:: PROVIDED MATERIAL
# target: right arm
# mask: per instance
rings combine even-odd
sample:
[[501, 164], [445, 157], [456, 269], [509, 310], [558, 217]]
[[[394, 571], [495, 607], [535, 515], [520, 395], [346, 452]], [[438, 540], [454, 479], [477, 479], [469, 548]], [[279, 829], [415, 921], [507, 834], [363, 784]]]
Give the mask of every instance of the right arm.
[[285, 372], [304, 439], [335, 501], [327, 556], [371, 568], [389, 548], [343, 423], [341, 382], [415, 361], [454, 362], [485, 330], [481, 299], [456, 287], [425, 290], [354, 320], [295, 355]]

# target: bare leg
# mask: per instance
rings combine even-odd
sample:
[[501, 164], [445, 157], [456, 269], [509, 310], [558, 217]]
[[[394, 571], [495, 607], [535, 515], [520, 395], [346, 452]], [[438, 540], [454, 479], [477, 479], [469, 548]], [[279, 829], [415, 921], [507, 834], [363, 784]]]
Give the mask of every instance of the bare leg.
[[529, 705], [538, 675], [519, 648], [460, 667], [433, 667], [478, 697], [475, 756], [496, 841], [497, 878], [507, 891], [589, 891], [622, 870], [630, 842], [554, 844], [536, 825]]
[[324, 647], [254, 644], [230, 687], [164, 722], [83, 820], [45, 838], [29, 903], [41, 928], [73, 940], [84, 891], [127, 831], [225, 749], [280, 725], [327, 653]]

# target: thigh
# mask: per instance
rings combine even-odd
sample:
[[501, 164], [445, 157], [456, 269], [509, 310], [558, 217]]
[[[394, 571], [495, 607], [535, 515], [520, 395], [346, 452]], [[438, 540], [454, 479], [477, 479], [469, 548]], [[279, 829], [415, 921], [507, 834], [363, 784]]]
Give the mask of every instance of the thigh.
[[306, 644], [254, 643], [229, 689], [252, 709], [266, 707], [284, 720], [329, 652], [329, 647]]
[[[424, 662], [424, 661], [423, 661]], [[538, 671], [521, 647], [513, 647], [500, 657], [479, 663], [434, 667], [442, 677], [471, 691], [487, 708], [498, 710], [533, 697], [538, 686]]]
::::
AIM
Reproduce all the entries above, replacing every occurrence of "sample" with "reference" and leaving everything else unchanged.

WRITTEN RESPONSE
# target: right arm
# mask: per instance
rings combine even-odd
reference:
[[501, 164], [445, 157], [456, 269], [509, 310], [558, 217]]
[[[394, 571], [495, 607], [535, 515], [520, 395], [346, 452]], [[438, 540], [454, 479], [477, 479], [469, 548]], [[279, 829], [415, 921], [507, 834], [363, 784]]]
Give the mask of every instance of the right arm.
[[285, 372], [304, 439], [335, 501], [327, 556], [371, 568], [389, 548], [343, 423], [341, 382], [415, 361], [454, 362], [485, 330], [481, 299], [456, 287], [425, 290], [354, 320], [295, 355]]

# target: bare leg
# mask: per instance
rings combine even-odd
reference:
[[501, 164], [445, 157], [456, 269], [509, 310], [558, 217]]
[[[394, 571], [495, 607], [535, 515], [520, 395], [346, 452]], [[438, 540], [454, 479], [477, 479], [469, 548]], [[279, 829], [415, 921], [507, 834], [363, 784]]]
Give the mask of every instance of the bare leg.
[[529, 705], [538, 675], [519, 648], [460, 667], [433, 667], [478, 697], [475, 756], [496, 841], [497, 878], [507, 891], [589, 891], [622, 870], [630, 842], [554, 844], [536, 825]]
[[324, 647], [254, 644], [230, 687], [164, 722], [83, 820], [45, 838], [29, 903], [41, 928], [73, 940], [84, 891], [127, 831], [225, 749], [280, 725], [327, 653]]

# target: thigh
# mask: per instance
rings combine even-odd
reference:
[[501, 164], [445, 157], [456, 269], [509, 310], [558, 217]]
[[[394, 571], [495, 607], [535, 515], [520, 395], [346, 452]], [[438, 540], [454, 479], [477, 479], [469, 548]], [[279, 829], [415, 921], [507, 834], [363, 784]]]
Give the mask of every instance of the thigh.
[[306, 644], [254, 643], [229, 689], [252, 709], [266, 707], [284, 720], [329, 652], [329, 647]]
[[[424, 662], [424, 661], [423, 661]], [[538, 671], [521, 647], [513, 647], [500, 657], [479, 663], [434, 667], [442, 677], [471, 691], [487, 708], [498, 710], [533, 697], [538, 686]]]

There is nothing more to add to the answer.